### Provided data
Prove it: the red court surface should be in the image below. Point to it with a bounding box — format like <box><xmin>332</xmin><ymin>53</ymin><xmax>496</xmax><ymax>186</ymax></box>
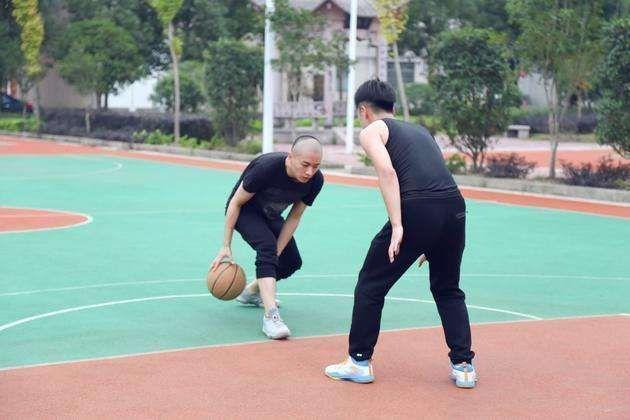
<box><xmin>0</xmin><ymin>316</ymin><xmax>630</xmax><ymax>419</ymax></box>
<box><xmin>0</xmin><ymin>206</ymin><xmax>90</xmax><ymax>234</ymax></box>
<box><xmin>0</xmin><ymin>136</ymin><xmax>630</xmax><ymax>218</ymax></box>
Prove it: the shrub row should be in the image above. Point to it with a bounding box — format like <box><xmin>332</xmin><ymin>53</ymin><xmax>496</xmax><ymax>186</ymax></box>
<box><xmin>42</xmin><ymin>108</ymin><xmax>214</xmax><ymax>141</ymax></box>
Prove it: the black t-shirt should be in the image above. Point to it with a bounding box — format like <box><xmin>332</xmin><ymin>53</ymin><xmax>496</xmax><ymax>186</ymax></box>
<box><xmin>226</xmin><ymin>152</ymin><xmax>324</xmax><ymax>219</ymax></box>
<box><xmin>383</xmin><ymin>118</ymin><xmax>460</xmax><ymax>199</ymax></box>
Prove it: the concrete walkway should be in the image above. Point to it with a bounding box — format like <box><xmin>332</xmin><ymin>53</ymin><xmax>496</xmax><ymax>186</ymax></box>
<box><xmin>275</xmin><ymin>133</ymin><xmax>630</xmax><ymax>171</ymax></box>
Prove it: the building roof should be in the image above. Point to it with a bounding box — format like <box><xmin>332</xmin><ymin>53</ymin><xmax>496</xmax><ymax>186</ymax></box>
<box><xmin>253</xmin><ymin>0</ymin><xmax>377</xmax><ymax>17</ymax></box>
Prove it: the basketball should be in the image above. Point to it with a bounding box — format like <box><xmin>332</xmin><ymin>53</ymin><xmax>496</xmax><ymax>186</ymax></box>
<box><xmin>206</xmin><ymin>262</ymin><xmax>245</xmax><ymax>300</ymax></box>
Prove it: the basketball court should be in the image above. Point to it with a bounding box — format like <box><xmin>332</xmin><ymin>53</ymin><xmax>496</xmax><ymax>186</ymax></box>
<box><xmin>0</xmin><ymin>136</ymin><xmax>630</xmax><ymax>418</ymax></box>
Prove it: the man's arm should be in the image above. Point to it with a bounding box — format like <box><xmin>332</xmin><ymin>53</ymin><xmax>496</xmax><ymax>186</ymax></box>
<box><xmin>359</xmin><ymin>120</ymin><xmax>403</xmax><ymax>262</ymax></box>
<box><xmin>212</xmin><ymin>183</ymin><xmax>254</xmax><ymax>270</ymax></box>
<box><xmin>277</xmin><ymin>201</ymin><xmax>306</xmax><ymax>255</ymax></box>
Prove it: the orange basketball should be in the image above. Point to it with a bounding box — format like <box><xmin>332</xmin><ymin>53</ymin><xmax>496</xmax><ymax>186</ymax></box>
<box><xmin>206</xmin><ymin>262</ymin><xmax>245</xmax><ymax>300</ymax></box>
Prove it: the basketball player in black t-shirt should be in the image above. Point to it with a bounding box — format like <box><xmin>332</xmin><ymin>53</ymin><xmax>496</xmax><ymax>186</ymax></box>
<box><xmin>325</xmin><ymin>79</ymin><xmax>476</xmax><ymax>388</ymax></box>
<box><xmin>212</xmin><ymin>136</ymin><xmax>324</xmax><ymax>339</ymax></box>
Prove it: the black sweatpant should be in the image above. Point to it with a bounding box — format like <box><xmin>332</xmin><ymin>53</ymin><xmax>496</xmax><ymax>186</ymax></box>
<box><xmin>349</xmin><ymin>197</ymin><xmax>474</xmax><ymax>363</ymax></box>
<box><xmin>234</xmin><ymin>204</ymin><xmax>302</xmax><ymax>280</ymax></box>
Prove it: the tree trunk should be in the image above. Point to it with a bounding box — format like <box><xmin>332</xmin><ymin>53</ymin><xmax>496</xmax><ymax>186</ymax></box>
<box><xmin>34</xmin><ymin>83</ymin><xmax>42</xmax><ymax>133</ymax></box>
<box><xmin>85</xmin><ymin>108</ymin><xmax>92</xmax><ymax>134</ymax></box>
<box><xmin>393</xmin><ymin>42</ymin><xmax>409</xmax><ymax>121</ymax></box>
<box><xmin>168</xmin><ymin>22</ymin><xmax>181</xmax><ymax>144</ymax></box>
<box><xmin>543</xmin><ymin>77</ymin><xmax>560</xmax><ymax>179</ymax></box>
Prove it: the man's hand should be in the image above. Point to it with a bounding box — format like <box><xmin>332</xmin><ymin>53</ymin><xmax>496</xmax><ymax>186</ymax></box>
<box><xmin>387</xmin><ymin>226</ymin><xmax>403</xmax><ymax>263</ymax></box>
<box><xmin>210</xmin><ymin>245</ymin><xmax>233</xmax><ymax>271</ymax></box>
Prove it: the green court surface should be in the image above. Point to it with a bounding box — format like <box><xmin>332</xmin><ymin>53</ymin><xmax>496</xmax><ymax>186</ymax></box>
<box><xmin>0</xmin><ymin>155</ymin><xmax>630</xmax><ymax>368</ymax></box>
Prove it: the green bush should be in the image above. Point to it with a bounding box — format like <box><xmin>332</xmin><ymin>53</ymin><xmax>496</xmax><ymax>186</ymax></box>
<box><xmin>150</xmin><ymin>61</ymin><xmax>207</xmax><ymax>113</ymax></box>
<box><xmin>446</xmin><ymin>153</ymin><xmax>466</xmax><ymax>175</ymax></box>
<box><xmin>0</xmin><ymin>117</ymin><xmax>37</xmax><ymax>132</ymax></box>
<box><xmin>405</xmin><ymin>83</ymin><xmax>436</xmax><ymax>115</ymax></box>
<box><xmin>295</xmin><ymin>118</ymin><xmax>313</xmax><ymax>127</ymax></box>
<box><xmin>357</xmin><ymin>152</ymin><xmax>374</xmax><ymax>166</ymax></box>
<box><xmin>249</xmin><ymin>119</ymin><xmax>262</xmax><ymax>133</ymax></box>
<box><xmin>236</xmin><ymin>140</ymin><xmax>262</xmax><ymax>155</ymax></box>
<box><xmin>333</xmin><ymin>117</ymin><xmax>361</xmax><ymax>128</ymax></box>
<box><xmin>179</xmin><ymin>136</ymin><xmax>202</xmax><ymax>149</ymax></box>
<box><xmin>204</xmin><ymin>136</ymin><xmax>227</xmax><ymax>149</ymax></box>
<box><xmin>485</xmin><ymin>153</ymin><xmax>536</xmax><ymax>178</ymax></box>
<box><xmin>132</xmin><ymin>130</ymin><xmax>173</xmax><ymax>144</ymax></box>
<box><xmin>560</xmin><ymin>156</ymin><xmax>630</xmax><ymax>190</ymax></box>
<box><xmin>418</xmin><ymin>115</ymin><xmax>440</xmax><ymax>136</ymax></box>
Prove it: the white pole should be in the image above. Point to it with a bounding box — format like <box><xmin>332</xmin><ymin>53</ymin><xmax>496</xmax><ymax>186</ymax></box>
<box><xmin>263</xmin><ymin>0</ymin><xmax>275</xmax><ymax>153</ymax></box>
<box><xmin>346</xmin><ymin>0</ymin><xmax>357</xmax><ymax>154</ymax></box>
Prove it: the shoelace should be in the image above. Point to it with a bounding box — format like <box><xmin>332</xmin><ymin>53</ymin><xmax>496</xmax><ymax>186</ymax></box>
<box><xmin>271</xmin><ymin>314</ymin><xmax>283</xmax><ymax>326</ymax></box>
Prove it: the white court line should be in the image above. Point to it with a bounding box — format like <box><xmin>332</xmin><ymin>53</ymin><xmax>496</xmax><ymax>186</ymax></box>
<box><xmin>0</xmin><ymin>273</ymin><xmax>630</xmax><ymax>297</ymax></box>
<box><xmin>282</xmin><ymin>293</ymin><xmax>542</xmax><ymax>320</ymax></box>
<box><xmin>0</xmin><ymin>206</ymin><xmax>94</xmax><ymax>235</ymax></box>
<box><xmin>0</xmin><ymin>163</ymin><xmax>123</xmax><ymax>181</ymax></box>
<box><xmin>0</xmin><ymin>293</ymin><xmax>542</xmax><ymax>332</ymax></box>
<box><xmin>0</xmin><ymin>313</ymin><xmax>630</xmax><ymax>372</ymax></box>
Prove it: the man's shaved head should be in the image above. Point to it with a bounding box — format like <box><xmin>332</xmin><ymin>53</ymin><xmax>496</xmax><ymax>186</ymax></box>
<box><xmin>291</xmin><ymin>135</ymin><xmax>322</xmax><ymax>156</ymax></box>
<box><xmin>286</xmin><ymin>135</ymin><xmax>323</xmax><ymax>182</ymax></box>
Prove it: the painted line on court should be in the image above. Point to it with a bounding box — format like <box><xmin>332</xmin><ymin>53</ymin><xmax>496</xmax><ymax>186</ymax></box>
<box><xmin>0</xmin><ymin>207</ymin><xmax>94</xmax><ymax>236</ymax></box>
<box><xmin>0</xmin><ymin>163</ymin><xmax>123</xmax><ymax>181</ymax></box>
<box><xmin>0</xmin><ymin>313</ymin><xmax>630</xmax><ymax>372</ymax></box>
<box><xmin>282</xmin><ymin>293</ymin><xmax>542</xmax><ymax>322</ymax></box>
<box><xmin>0</xmin><ymin>293</ymin><xmax>542</xmax><ymax>332</ymax></box>
<box><xmin>0</xmin><ymin>273</ymin><xmax>630</xmax><ymax>297</ymax></box>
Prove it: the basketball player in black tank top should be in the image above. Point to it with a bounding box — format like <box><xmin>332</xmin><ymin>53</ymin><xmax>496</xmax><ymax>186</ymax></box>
<box><xmin>325</xmin><ymin>79</ymin><xmax>476</xmax><ymax>388</ymax></box>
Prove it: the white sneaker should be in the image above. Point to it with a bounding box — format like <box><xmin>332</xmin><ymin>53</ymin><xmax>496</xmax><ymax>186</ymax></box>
<box><xmin>451</xmin><ymin>362</ymin><xmax>477</xmax><ymax>388</ymax></box>
<box><xmin>236</xmin><ymin>289</ymin><xmax>280</xmax><ymax>308</ymax></box>
<box><xmin>263</xmin><ymin>309</ymin><xmax>291</xmax><ymax>340</ymax></box>
<box><xmin>324</xmin><ymin>356</ymin><xmax>374</xmax><ymax>384</ymax></box>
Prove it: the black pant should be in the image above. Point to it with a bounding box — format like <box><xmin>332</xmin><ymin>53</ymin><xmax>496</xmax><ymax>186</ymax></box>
<box><xmin>349</xmin><ymin>197</ymin><xmax>474</xmax><ymax>363</ymax></box>
<box><xmin>234</xmin><ymin>204</ymin><xmax>302</xmax><ymax>280</ymax></box>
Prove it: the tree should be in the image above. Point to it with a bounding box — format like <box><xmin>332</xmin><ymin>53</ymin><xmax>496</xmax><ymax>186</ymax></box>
<box><xmin>507</xmin><ymin>0</ymin><xmax>601</xmax><ymax>178</ymax></box>
<box><xmin>269</xmin><ymin>0</ymin><xmax>349</xmax><ymax>135</ymax></box>
<box><xmin>13</xmin><ymin>0</ymin><xmax>44</xmax><ymax>126</ymax></box>
<box><xmin>374</xmin><ymin>0</ymin><xmax>409</xmax><ymax>121</ymax></box>
<box><xmin>151</xmin><ymin>61</ymin><xmax>207</xmax><ymax>113</ymax></box>
<box><xmin>174</xmin><ymin>0</ymin><xmax>264</xmax><ymax>61</ymax></box>
<box><xmin>596</xmin><ymin>17</ymin><xmax>630</xmax><ymax>158</ymax></box>
<box><xmin>149</xmin><ymin>0</ymin><xmax>183</xmax><ymax>143</ymax></box>
<box><xmin>205</xmin><ymin>39</ymin><xmax>263</xmax><ymax>146</ymax></box>
<box><xmin>58</xmin><ymin>19</ymin><xmax>143</xmax><ymax>132</ymax></box>
<box><xmin>0</xmin><ymin>2</ymin><xmax>24</xmax><ymax>86</ymax></box>
<box><xmin>61</xmin><ymin>0</ymin><xmax>169</xmax><ymax>78</ymax></box>
<box><xmin>429</xmin><ymin>28</ymin><xmax>519</xmax><ymax>172</ymax></box>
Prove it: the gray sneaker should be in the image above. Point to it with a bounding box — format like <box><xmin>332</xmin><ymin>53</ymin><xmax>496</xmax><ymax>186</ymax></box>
<box><xmin>263</xmin><ymin>309</ymin><xmax>291</xmax><ymax>340</ymax></box>
<box><xmin>236</xmin><ymin>289</ymin><xmax>280</xmax><ymax>308</ymax></box>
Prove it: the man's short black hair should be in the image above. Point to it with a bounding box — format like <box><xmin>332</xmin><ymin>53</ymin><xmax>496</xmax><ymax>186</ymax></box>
<box><xmin>354</xmin><ymin>79</ymin><xmax>396</xmax><ymax>112</ymax></box>
<box><xmin>291</xmin><ymin>134</ymin><xmax>322</xmax><ymax>150</ymax></box>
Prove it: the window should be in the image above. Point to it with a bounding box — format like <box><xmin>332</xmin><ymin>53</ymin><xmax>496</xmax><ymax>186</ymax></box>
<box><xmin>343</xmin><ymin>14</ymin><xmax>372</xmax><ymax>29</ymax></box>
<box><xmin>387</xmin><ymin>61</ymin><xmax>415</xmax><ymax>86</ymax></box>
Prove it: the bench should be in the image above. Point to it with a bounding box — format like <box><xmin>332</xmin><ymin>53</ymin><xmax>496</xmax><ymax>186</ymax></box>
<box><xmin>506</xmin><ymin>124</ymin><xmax>531</xmax><ymax>139</ymax></box>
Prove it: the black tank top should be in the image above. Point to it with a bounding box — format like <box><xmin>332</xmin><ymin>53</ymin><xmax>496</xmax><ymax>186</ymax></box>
<box><xmin>383</xmin><ymin>118</ymin><xmax>460</xmax><ymax>199</ymax></box>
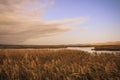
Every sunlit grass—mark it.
[0,49,120,80]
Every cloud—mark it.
[0,0,86,44]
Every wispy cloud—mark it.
[0,0,86,44]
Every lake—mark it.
[0,47,120,53]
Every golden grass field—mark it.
[0,49,120,80]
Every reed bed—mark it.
[0,49,120,80]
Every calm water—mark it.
[67,47,120,53]
[0,47,120,53]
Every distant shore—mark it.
[0,45,120,51]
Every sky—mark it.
[0,0,120,45]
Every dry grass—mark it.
[0,49,120,80]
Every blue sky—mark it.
[0,0,120,45]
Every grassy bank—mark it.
[0,50,120,80]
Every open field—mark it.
[0,49,120,80]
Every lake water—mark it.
[66,47,120,53]
[0,47,120,53]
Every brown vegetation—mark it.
[0,49,120,80]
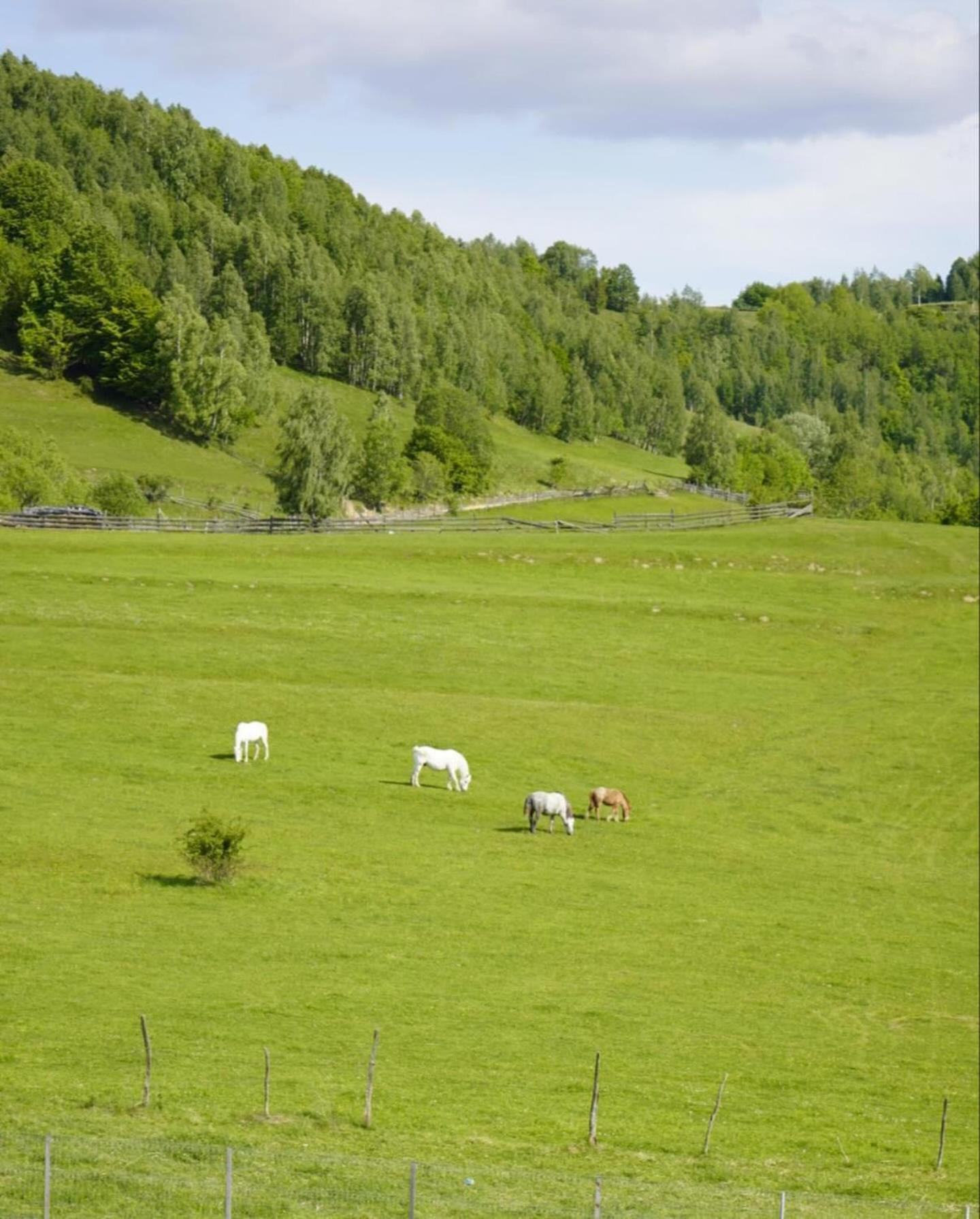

### What to produce
Copy word for word the records from the line with "Every open field—mark it." up to and including the last line of the records. Leave any pictures out of your copy.

### Complete output
Every open field—mark it.
[0,49,120,80]
Every lake water—mark it.
[66,47,120,53]
[0,47,120,53]
Every brown vegetation—mark it.
[0,49,120,80]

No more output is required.